#### Task material

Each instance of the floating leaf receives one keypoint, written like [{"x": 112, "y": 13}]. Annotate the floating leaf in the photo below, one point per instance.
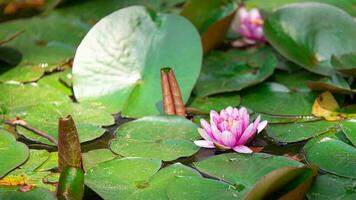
[
  {"x": 13, "y": 193},
  {"x": 217, "y": 102},
  {"x": 243, "y": 171},
  {"x": 94, "y": 157},
  {"x": 327, "y": 107},
  {"x": 345, "y": 63},
  {"x": 335, "y": 84},
  {"x": 284, "y": 183},
  {"x": 16, "y": 99},
  {"x": 330, "y": 187},
  {"x": 332, "y": 155},
  {"x": 124, "y": 176},
  {"x": 12, "y": 153},
  {"x": 226, "y": 72},
  {"x": 272, "y": 5},
  {"x": 42, "y": 44},
  {"x": 212, "y": 18},
  {"x": 201, "y": 188},
  {"x": 45, "y": 117},
  {"x": 277, "y": 99},
  {"x": 124, "y": 75},
  {"x": 71, "y": 184},
  {"x": 349, "y": 129},
  {"x": 308, "y": 41},
  {"x": 160, "y": 137},
  {"x": 55, "y": 81},
  {"x": 296, "y": 132}
]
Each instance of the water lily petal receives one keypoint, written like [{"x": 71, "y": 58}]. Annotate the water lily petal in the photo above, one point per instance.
[
  {"x": 242, "y": 149},
  {"x": 205, "y": 125},
  {"x": 261, "y": 126},
  {"x": 214, "y": 117},
  {"x": 204, "y": 134},
  {"x": 204, "y": 143},
  {"x": 228, "y": 139},
  {"x": 246, "y": 135},
  {"x": 245, "y": 118}
]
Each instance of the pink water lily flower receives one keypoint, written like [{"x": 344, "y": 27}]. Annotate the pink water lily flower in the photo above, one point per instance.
[
  {"x": 249, "y": 25},
  {"x": 229, "y": 129}
]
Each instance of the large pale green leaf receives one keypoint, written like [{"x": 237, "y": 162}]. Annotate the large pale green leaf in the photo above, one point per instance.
[
  {"x": 233, "y": 70},
  {"x": 241, "y": 170},
  {"x": 44, "y": 117},
  {"x": 12, "y": 153},
  {"x": 277, "y": 99},
  {"x": 161, "y": 137},
  {"x": 271, "y": 5},
  {"x": 298, "y": 131},
  {"x": 119, "y": 60},
  {"x": 12, "y": 193},
  {"x": 331, "y": 187},
  {"x": 332, "y": 155},
  {"x": 300, "y": 35}
]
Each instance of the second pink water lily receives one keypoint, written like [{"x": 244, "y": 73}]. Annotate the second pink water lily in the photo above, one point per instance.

########

__Aim of the task__: Nothing but the lines from the one containing "Each instance of the large" to the last line of the listing above belongs in the answer; restate each word for word.

__The answer__:
Each instance of the large pale green leaf receives one keypoint, written like [{"x": 237, "y": 162}]. Annotate the large pale green leaf in the photo above, one point per instance.
[
  {"x": 233, "y": 70},
  {"x": 241, "y": 170},
  {"x": 44, "y": 117},
  {"x": 12, "y": 153},
  {"x": 277, "y": 99},
  {"x": 161, "y": 137},
  {"x": 271, "y": 5},
  {"x": 298, "y": 131},
  {"x": 119, "y": 60},
  {"x": 12, "y": 193},
  {"x": 331, "y": 187},
  {"x": 332, "y": 155},
  {"x": 300, "y": 35}
]
Each instance of the second pink water lily receives one keypoint, written like [{"x": 244, "y": 73}]. Annotate the second pink water lily in the photo above, one point per instance.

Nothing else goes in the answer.